Record set =>
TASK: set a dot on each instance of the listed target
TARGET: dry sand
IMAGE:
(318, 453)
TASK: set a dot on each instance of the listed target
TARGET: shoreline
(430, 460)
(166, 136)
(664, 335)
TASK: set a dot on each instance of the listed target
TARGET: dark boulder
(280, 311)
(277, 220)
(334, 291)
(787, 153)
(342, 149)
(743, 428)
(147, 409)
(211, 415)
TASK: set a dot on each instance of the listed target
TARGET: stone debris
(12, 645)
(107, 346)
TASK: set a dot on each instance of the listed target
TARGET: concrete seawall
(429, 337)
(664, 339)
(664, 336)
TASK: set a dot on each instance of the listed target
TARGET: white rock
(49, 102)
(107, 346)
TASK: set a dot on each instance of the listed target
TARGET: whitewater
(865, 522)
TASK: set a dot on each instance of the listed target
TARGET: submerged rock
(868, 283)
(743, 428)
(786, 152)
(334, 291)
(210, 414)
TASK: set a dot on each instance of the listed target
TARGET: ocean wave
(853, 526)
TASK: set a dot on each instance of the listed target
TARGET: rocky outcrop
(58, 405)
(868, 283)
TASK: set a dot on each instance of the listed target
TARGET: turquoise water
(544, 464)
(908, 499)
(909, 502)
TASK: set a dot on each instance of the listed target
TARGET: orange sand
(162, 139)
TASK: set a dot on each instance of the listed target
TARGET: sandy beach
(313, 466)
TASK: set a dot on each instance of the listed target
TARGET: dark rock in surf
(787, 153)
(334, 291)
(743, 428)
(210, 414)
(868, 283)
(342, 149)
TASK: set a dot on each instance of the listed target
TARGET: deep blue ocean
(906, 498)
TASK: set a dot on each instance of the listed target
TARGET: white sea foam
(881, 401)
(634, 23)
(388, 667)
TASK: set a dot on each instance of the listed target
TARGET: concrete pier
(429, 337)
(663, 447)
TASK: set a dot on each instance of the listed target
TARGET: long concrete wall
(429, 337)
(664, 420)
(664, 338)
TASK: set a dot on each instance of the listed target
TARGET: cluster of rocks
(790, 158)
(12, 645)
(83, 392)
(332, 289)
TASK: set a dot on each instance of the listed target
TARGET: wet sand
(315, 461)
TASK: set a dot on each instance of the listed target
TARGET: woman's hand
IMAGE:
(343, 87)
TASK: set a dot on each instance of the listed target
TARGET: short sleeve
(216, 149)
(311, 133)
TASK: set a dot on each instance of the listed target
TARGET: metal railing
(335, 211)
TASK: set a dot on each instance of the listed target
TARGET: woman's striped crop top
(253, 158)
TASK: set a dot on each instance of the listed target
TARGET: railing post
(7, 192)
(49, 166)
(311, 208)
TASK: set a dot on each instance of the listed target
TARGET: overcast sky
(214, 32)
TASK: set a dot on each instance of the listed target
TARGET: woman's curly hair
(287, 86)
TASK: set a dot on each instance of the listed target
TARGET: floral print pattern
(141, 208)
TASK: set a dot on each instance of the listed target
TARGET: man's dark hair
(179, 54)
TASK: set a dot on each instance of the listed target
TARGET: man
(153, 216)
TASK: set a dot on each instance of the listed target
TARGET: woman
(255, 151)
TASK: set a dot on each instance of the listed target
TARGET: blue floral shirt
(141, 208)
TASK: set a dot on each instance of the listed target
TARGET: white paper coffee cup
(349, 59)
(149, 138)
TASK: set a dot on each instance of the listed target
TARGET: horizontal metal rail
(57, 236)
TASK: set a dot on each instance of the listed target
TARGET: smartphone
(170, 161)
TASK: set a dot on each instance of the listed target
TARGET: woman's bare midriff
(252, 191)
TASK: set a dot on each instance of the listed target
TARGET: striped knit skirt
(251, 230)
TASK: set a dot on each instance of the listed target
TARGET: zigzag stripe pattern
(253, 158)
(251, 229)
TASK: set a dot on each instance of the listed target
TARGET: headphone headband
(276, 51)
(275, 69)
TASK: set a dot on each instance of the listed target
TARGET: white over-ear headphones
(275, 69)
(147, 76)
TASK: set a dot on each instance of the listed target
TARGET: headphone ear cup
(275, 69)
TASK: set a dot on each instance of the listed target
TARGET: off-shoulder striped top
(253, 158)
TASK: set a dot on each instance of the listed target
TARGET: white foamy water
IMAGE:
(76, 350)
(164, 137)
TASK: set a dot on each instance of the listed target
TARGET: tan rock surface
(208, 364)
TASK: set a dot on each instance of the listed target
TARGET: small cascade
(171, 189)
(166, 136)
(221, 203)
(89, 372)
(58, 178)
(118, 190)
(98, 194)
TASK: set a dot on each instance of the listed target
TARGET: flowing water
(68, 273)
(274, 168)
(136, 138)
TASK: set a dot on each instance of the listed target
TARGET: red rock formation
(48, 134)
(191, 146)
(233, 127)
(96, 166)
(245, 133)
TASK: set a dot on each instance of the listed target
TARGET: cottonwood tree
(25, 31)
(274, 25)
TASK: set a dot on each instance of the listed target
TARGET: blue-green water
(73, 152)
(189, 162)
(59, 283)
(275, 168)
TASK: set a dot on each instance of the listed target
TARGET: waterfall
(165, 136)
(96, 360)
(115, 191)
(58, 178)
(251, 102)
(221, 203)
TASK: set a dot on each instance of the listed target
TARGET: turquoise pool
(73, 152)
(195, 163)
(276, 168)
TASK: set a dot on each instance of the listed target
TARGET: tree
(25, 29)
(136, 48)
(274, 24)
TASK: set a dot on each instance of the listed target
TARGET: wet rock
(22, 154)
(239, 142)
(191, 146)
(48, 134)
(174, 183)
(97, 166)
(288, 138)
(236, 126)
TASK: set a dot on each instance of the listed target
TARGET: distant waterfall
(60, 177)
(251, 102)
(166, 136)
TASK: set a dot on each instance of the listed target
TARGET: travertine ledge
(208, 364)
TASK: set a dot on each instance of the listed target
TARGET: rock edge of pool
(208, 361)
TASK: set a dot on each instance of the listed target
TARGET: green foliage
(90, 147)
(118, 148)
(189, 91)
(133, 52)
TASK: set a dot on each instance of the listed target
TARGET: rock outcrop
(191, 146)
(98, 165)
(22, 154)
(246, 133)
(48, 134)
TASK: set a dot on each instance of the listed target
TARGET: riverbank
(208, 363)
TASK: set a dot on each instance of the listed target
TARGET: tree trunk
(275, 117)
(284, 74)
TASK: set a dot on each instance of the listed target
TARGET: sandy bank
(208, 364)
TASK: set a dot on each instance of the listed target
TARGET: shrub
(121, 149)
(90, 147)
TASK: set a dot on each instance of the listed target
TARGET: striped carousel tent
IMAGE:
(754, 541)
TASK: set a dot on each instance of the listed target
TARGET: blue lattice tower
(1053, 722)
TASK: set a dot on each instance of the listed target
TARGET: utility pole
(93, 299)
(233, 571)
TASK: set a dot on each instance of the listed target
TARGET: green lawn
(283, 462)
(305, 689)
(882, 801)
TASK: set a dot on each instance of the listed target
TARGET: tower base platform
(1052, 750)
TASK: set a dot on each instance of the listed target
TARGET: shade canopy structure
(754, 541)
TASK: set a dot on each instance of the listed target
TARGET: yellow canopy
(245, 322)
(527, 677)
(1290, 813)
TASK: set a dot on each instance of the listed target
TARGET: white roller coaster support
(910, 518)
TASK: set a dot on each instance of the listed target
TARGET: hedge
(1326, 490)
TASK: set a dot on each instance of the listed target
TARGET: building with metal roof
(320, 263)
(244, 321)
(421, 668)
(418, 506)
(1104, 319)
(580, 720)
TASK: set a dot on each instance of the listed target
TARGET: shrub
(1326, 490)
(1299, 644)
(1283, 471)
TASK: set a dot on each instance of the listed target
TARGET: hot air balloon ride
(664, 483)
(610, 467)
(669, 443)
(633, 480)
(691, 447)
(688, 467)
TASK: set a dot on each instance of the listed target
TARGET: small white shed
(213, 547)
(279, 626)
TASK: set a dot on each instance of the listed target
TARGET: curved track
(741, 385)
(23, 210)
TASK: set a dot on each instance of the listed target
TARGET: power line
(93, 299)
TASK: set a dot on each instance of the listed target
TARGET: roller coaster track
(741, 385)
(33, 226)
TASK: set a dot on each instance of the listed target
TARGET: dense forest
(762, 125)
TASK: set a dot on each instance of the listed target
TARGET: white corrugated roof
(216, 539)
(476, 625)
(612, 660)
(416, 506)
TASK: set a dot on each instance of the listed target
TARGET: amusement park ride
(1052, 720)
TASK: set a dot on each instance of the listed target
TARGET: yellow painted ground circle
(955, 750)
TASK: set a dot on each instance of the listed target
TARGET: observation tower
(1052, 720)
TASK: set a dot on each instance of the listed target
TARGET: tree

Problem details =>
Count how many lines of the records contain the string "canopy", with case counting, and give only that number.

Output of the exercise =>
2